■ EXERCISE DETAILS ■
Count up the lines below that hold "window", then give that count by itself.

[Records from a dataset]
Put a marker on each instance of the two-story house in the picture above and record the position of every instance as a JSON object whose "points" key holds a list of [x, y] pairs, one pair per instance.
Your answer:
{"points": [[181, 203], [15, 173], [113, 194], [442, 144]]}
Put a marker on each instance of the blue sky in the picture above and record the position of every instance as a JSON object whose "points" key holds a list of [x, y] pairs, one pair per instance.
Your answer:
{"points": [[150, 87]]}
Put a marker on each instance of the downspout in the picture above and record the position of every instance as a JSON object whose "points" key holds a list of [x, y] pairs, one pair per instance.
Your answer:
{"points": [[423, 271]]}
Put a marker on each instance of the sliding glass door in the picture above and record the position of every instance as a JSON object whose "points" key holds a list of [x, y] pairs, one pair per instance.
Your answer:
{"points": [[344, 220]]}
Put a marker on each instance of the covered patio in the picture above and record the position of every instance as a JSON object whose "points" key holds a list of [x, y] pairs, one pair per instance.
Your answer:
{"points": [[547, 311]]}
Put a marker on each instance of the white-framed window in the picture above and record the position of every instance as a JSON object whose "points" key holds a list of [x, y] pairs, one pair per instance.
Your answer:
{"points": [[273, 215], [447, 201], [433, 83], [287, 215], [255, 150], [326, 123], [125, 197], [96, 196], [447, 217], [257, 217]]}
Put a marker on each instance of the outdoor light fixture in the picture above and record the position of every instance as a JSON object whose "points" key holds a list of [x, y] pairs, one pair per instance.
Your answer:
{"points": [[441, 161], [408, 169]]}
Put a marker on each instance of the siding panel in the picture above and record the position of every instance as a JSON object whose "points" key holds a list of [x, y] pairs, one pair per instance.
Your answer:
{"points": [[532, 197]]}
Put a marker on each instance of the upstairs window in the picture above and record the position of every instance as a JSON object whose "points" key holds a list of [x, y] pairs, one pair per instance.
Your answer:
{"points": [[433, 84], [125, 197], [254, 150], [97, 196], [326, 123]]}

■ WORKED SOLUTION ■
2